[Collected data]
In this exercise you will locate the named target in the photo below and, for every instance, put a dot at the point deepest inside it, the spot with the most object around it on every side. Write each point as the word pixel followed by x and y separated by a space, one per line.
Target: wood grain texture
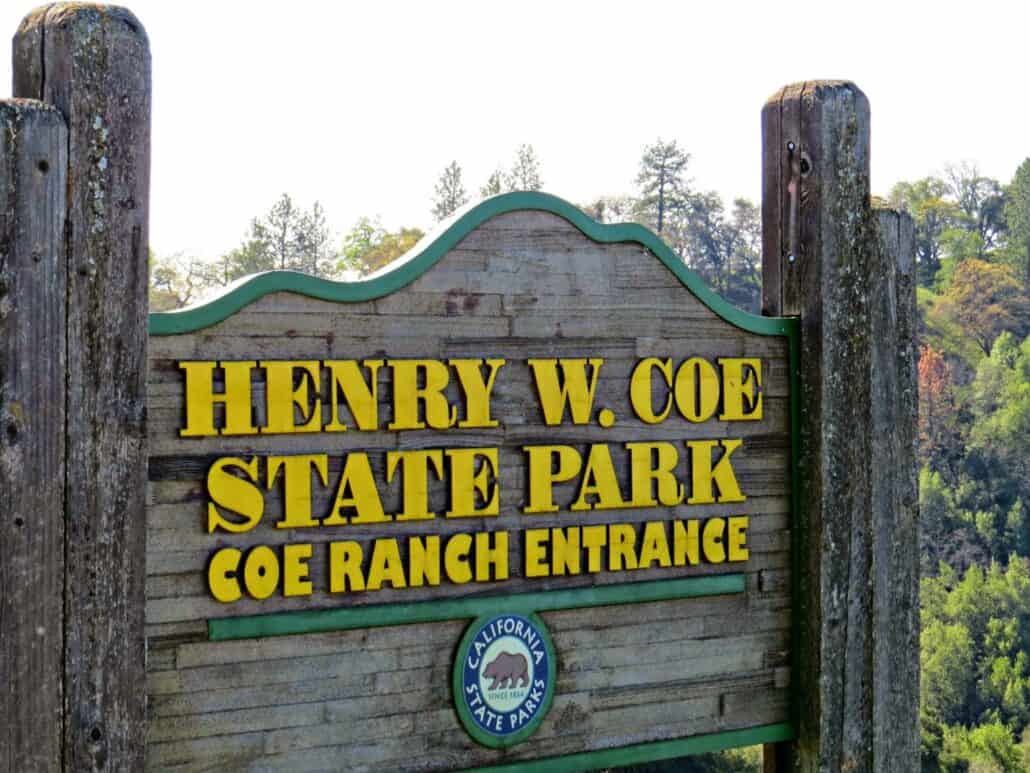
pixel 855 663
pixel 93 63
pixel 522 284
pixel 33 162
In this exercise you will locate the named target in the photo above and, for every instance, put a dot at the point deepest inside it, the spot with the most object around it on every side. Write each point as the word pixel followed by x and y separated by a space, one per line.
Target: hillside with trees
pixel 973 261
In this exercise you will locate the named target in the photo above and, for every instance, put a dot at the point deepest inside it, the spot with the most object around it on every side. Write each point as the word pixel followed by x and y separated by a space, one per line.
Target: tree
pixel 177 280
pixel 745 281
pixel 932 214
pixel 982 201
pixel 493 186
pixel 313 243
pixel 1018 217
pixel 450 193
pixel 285 238
pixel 985 300
pixel 524 174
pixel 368 247
pixel 936 407
pixel 709 242
pixel 662 182
pixel 612 208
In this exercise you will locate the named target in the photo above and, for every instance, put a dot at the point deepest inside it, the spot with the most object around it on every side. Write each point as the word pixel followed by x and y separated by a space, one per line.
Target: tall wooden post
pixel 847 272
pixel 93 63
pixel 33 159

▶ WHAT IS ASKED
Copy the listing starting at its first line and ending at the line containing "pixel 612 208", changing "hillside" to "slope" and keeping all else the same, with the pictures left out.

▶ ANSWER FOR THE TASK
In this exercise you will locate the named target in the photo below and, for every instance, put a dot at the point deepest inside it, the spot with the most object around it on every side. Write each point as the word pixel followed by x and y separated by a space, one per line.
Target: wood grain texture
pixel 855 663
pixel 93 63
pixel 522 284
pixel 33 162
In this exercise you will locate the named target in the photo above and, for every instance, put a dot at the point deepest inside it, the spot with the most object around it on every side. Write each point as the word pixel followed by x and y separated by a space, one per line.
Target: slope with trees
pixel 973 261
In this exercise you will locate the named target in the photo above and, for every instance, put a dot at the point deepest inside it, the spot with the most object around it on every side. Write each point as the word pixel followed by x and y separated by a space, one per line.
Target: tree
pixel 177 280
pixel 745 281
pixel 932 214
pixel 982 201
pixel 493 186
pixel 313 243
pixel 1018 217
pixel 450 193
pixel 285 238
pixel 985 300
pixel 524 174
pixel 368 247
pixel 936 407
pixel 709 242
pixel 662 182
pixel 612 208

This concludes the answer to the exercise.